[抜粋本文]
..........

なお、定めた名称は、一連の地震活動全体を指します。また、アの基準を満たす地震が複数発生した場合には、原則として一連の地震活動が始まった時点の元号年を用います。
(4)火山
ア 名称を定める基準
顕著な被害が発生した場合(相当の人的被害など)、または長期間にわたる避難生活等の影響があった場合
イ 名称の付け方
原則として、「元号年+火山名+噴火」とします。
(5)共通事項
名称を定める際に地域独自の名称がある場合には、それを考慮します。
名称を文書等で使用する際、必要に応じて元号年に続いて括弧書きで西暦年を併記する、又は元号年を西暦年に置き換えることがあります。
名称を定める時期
名称を定める基準を満たす場合、できるだけ速やかに名称を定めます。
ただし、台風の名称は翌年の5月までに定めることを原則とし、災害発生後の応急活動の段階では台風番号を用います。火山噴火など対象となる自然現象やその影響が長期間継続する場合には、顕著な災害・現象等の推移に応じて後日、名称を定めます。

..........

[抽出した行]
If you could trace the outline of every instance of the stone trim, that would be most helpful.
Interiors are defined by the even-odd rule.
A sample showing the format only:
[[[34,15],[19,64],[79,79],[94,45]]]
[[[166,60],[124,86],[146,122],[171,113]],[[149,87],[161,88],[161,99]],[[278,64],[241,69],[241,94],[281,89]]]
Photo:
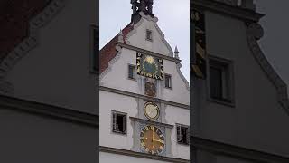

..........

[出題課題]
A: 自然現象の名称の定め方に関する本文と、次の(i)〜(iii)が一致するかを判断し、それぞれ「はい」か「いいえ」で答えたうえで、判断の決め手となる本文の語句をそのまま引用してください。(i) 火山の名称には原則として元号年と火山名が含まれる。(ii) 台風の名称は災害発生後の応急活動の段階で用いられる。(iii) 名称を定める際には地域独自の名称も考慮される。
B: 自然現象の名称の定め方に関する本文を、最後の文に続けて書き継いでください。

[課題別解答]
A:
(i) はい。「元号年+火山名+噴火」
(ii) いいえ。「災害発生後の応急活動の段階では台風番号を用います」
(iii) はい。「名称を定める際に地域独自の名称がある場合には、それを考慮します。」

B:
地域独自の名称の普及
地域毎に、地方公共団体等が顕著な災害やそれをもたらした自然現象について独自の名称を通称として用いることがあります(例:7.13新潟豪雨、紀伊半島大水害等)。
地方公共団体等がこれら地域独自の名称を定めるにあたっては気象庁は可能な限り協力するとともに、関連する資料等を作成する際には当該地域における後世への伝承の観点から当該名称を利用し、普及を図ります。
参考
自然現象の名称とは別に、政府が災害の呼称を定めることがあります(例:阪神・淡路大震災、東日本大震災)。
気象庁が海外向けの資料等を作成する際には、台風番号に代わって台風委員会で定めた名前を使用します。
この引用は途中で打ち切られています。